Input.
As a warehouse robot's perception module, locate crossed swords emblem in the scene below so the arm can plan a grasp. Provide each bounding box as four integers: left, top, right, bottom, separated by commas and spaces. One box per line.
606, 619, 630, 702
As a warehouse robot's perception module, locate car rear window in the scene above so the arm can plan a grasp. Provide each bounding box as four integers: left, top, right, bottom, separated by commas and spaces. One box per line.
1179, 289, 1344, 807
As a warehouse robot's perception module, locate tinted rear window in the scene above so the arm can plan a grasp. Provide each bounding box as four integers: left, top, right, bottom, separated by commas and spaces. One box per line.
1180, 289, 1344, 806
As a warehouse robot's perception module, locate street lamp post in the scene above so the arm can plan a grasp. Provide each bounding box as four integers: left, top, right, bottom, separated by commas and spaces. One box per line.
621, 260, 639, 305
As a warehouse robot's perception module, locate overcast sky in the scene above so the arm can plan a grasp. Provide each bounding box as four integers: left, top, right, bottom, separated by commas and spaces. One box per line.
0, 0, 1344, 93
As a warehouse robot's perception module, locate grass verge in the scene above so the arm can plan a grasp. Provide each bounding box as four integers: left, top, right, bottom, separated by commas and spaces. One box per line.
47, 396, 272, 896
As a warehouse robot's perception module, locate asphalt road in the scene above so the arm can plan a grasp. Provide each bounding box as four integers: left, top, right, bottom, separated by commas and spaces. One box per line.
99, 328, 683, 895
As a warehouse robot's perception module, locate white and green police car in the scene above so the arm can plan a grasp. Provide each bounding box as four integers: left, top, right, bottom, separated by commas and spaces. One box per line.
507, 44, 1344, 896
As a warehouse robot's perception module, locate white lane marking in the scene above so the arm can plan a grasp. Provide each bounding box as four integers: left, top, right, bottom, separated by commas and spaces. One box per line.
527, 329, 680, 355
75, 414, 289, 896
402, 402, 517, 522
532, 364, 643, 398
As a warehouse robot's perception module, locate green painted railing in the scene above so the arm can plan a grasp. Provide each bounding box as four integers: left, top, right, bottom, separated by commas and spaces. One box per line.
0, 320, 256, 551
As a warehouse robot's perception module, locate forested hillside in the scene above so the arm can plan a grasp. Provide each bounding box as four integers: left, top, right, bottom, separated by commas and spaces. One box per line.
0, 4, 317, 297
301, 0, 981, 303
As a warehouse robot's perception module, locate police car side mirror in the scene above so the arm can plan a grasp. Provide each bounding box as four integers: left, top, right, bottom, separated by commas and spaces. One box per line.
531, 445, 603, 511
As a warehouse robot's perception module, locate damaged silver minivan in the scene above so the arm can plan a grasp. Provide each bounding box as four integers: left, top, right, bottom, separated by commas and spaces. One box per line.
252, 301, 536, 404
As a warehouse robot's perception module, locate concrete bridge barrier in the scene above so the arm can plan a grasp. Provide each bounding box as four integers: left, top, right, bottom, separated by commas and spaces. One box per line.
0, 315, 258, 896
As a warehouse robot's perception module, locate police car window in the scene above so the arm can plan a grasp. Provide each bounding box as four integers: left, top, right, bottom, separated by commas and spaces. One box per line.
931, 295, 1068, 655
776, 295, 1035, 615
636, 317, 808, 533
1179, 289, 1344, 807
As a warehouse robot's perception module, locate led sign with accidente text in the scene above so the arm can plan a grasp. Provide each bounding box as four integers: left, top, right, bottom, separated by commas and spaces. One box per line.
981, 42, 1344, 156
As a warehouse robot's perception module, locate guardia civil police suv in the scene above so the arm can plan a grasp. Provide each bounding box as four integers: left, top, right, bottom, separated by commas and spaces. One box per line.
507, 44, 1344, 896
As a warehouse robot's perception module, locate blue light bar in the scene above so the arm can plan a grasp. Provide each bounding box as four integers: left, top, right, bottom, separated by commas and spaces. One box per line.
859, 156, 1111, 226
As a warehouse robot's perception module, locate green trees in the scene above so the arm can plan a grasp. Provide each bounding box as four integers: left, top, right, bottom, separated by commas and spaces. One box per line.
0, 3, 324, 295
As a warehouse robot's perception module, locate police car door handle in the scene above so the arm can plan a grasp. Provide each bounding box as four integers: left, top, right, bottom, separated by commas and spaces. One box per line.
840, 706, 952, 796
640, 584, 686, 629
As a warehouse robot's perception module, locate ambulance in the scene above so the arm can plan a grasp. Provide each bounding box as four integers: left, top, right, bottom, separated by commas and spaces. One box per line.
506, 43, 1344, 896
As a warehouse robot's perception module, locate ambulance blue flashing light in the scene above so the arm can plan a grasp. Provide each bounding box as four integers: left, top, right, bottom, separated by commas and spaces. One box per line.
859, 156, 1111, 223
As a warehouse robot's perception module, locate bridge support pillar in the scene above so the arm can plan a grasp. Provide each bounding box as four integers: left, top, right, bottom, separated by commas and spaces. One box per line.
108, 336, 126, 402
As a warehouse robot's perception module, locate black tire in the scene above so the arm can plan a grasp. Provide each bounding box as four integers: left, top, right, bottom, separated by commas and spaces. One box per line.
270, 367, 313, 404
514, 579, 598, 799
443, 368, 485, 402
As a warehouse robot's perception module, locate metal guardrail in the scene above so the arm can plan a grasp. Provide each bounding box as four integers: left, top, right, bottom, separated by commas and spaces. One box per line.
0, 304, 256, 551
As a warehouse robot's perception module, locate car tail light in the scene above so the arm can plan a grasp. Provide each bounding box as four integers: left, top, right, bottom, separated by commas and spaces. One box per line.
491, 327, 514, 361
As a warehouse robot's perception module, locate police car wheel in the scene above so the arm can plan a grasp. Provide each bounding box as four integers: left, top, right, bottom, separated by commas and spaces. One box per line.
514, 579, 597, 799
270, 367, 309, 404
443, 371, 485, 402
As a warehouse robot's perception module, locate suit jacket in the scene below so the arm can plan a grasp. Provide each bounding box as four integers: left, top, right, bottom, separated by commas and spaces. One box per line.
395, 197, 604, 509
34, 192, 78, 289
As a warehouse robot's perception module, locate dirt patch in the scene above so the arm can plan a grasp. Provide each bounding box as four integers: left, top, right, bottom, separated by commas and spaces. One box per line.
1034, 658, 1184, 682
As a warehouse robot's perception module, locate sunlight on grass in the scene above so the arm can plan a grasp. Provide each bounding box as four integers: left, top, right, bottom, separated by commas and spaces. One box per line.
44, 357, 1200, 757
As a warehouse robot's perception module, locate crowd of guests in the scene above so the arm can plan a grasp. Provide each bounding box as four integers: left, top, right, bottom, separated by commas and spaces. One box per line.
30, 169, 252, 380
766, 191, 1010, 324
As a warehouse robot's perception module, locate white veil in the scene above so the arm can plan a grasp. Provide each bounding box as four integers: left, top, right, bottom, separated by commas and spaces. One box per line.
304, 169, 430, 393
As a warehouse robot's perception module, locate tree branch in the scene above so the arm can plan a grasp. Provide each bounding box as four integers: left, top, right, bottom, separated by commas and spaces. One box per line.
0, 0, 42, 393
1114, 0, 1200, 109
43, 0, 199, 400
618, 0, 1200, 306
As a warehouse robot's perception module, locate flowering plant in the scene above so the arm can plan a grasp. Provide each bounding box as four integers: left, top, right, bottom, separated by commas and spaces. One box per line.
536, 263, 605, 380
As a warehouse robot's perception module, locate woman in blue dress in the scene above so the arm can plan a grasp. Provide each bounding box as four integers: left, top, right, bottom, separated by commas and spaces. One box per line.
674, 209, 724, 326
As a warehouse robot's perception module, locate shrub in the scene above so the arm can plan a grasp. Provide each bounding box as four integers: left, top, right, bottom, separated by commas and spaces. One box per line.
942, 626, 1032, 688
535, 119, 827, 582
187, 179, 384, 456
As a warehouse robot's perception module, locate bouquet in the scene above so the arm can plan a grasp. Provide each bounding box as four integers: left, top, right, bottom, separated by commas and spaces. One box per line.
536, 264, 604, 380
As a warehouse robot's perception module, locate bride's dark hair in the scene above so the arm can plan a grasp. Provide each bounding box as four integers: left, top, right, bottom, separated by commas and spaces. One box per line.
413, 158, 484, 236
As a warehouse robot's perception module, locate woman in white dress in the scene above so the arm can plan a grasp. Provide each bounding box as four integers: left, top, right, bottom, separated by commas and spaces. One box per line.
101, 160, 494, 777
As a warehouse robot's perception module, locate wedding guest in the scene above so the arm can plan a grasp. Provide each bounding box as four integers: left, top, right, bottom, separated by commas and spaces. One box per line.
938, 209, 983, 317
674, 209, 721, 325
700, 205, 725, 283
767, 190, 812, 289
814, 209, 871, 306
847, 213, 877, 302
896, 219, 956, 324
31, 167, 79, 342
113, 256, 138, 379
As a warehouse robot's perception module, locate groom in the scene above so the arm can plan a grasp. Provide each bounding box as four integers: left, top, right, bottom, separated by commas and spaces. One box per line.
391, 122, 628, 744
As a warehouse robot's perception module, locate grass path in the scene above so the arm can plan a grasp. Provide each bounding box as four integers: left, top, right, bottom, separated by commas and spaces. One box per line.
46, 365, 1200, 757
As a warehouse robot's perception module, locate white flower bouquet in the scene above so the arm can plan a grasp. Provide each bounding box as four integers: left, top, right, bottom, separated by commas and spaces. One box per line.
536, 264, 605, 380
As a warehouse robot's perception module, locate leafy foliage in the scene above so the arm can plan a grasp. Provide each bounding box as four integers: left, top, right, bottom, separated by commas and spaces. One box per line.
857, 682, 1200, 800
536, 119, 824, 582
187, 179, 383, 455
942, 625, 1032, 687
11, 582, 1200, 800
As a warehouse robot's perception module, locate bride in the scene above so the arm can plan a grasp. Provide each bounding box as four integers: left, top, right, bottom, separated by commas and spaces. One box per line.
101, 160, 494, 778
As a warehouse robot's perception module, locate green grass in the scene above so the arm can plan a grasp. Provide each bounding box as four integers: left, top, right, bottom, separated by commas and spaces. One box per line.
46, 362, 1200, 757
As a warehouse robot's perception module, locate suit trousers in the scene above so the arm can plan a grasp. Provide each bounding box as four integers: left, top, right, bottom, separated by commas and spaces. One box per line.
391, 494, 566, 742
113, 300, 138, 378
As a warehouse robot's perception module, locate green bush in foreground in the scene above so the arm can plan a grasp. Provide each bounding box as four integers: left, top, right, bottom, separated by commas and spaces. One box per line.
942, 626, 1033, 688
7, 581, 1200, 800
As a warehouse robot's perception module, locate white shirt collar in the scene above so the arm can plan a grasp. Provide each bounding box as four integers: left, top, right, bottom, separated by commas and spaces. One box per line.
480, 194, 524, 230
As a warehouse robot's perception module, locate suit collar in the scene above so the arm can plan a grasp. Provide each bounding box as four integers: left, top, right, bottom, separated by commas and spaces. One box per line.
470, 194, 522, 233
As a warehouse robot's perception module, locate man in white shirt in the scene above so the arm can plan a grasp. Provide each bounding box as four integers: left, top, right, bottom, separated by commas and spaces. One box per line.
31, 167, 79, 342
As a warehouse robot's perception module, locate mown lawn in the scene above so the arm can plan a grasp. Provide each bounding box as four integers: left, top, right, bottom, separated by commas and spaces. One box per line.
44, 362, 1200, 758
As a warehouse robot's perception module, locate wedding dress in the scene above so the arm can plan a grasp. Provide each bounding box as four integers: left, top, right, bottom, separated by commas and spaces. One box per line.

Prompt. Print word for word the lines from the first line of the items through the line that contains "606, 619, 630, 702", including both.

Solved exercise.
As a warehouse robot's perception module, locate crossed swords emblem in the scene below so the arm can plan a grasp. Provide each bounding box as four integers: left, top, right, bottom, separated by commas and spaces. One box per line.
606, 619, 630, 702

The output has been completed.